▶ _Exercise requirements_
Without including the images, transcribe each record precisely as it appears below.

▶ _Supplied data_
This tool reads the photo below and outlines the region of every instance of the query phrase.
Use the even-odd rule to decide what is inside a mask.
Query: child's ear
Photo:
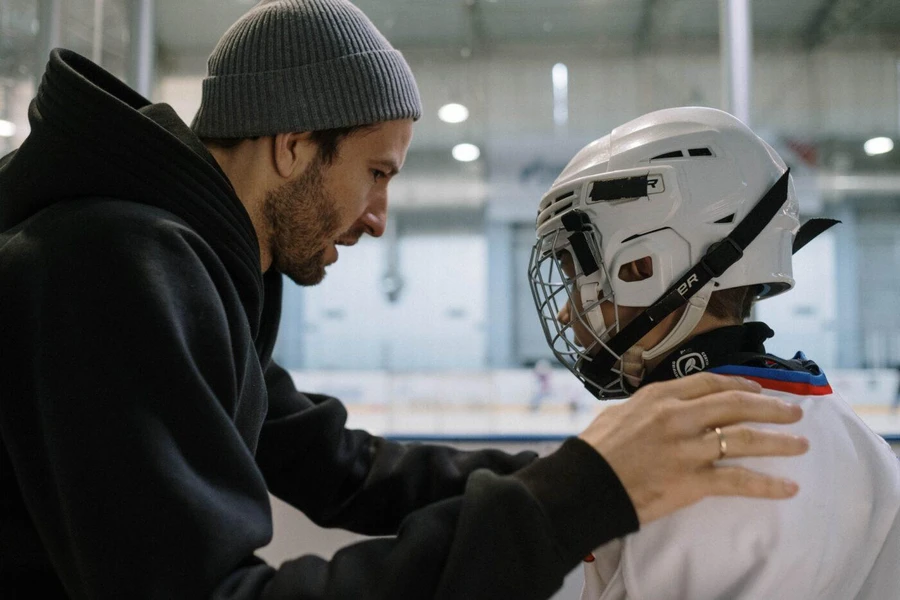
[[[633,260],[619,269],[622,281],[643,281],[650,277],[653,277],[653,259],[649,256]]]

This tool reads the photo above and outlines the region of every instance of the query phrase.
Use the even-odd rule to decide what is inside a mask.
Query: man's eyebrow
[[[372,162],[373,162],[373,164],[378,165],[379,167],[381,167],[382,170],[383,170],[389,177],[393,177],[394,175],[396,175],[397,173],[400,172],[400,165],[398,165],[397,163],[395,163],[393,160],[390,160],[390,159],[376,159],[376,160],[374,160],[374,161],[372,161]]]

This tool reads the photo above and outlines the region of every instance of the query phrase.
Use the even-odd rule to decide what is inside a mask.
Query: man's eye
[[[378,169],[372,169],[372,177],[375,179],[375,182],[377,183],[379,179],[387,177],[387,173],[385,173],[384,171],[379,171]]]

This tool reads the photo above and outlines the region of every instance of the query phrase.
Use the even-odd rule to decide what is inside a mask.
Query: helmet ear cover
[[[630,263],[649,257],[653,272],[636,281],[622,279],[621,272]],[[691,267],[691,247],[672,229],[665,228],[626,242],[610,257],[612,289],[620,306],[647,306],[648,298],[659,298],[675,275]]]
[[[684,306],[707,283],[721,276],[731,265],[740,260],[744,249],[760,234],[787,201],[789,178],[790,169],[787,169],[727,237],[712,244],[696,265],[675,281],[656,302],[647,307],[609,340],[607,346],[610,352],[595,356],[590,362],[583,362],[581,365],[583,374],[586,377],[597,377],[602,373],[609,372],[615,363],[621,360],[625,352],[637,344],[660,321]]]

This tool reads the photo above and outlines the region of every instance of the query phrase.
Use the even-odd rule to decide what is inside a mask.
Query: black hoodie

▶ _Answer space_
This tool reads the photo below and outlines the region of every instance of the query phrase.
Use the even-odd rule to decide what is inside a mask.
Query: child's ear
Photo:
[[[633,260],[619,269],[622,281],[643,281],[650,277],[653,277],[653,259],[649,256]]]

This tool reads the photo above and outlines the region of every instance of the query phrase.
Use the even-odd rule to decide what is inside a mask.
Query: man's eyebrow
[[[372,162],[373,162],[373,164],[378,165],[379,167],[381,167],[382,170],[383,170],[389,177],[393,177],[394,175],[396,175],[397,173],[400,172],[400,165],[398,165],[397,163],[395,163],[393,160],[390,160],[390,159],[376,159],[376,160],[374,160],[374,161],[372,161]]]

This tool reads the photo above and outlines the region of every instance of the query phrase.
Use the even-odd rule to decide what is inside a mask.
Query: man's eye
[[[378,169],[372,169],[372,177],[375,179],[375,182],[377,183],[379,179],[387,177],[387,173],[385,173],[384,171],[379,171]]]

This tool reads the photo above and outlines the region of every instance of the query phrase.
Use the even-odd rule to decide what is inside a mask.
Query: helmet ear cover
[[[630,263],[649,257],[653,272],[636,281],[622,279],[621,272]],[[691,267],[691,247],[672,229],[665,228],[626,242],[610,257],[612,289],[620,306],[647,306],[648,298],[659,298],[675,275]]]
[[[684,306],[707,283],[721,276],[731,265],[740,260],[744,249],[760,234],[787,201],[789,178],[790,169],[787,169],[727,237],[712,244],[696,265],[675,281],[656,302],[647,307],[609,340],[607,346],[610,352],[595,356],[590,362],[583,362],[581,365],[583,374],[586,377],[597,377],[602,373],[609,372],[615,363],[621,360],[625,352],[637,344],[660,321]]]

This tool reads the photo above and outlines the region of every instance of the query phrase.
Use the even-odd rule to decide what is inside a mask.
Query: black hoodie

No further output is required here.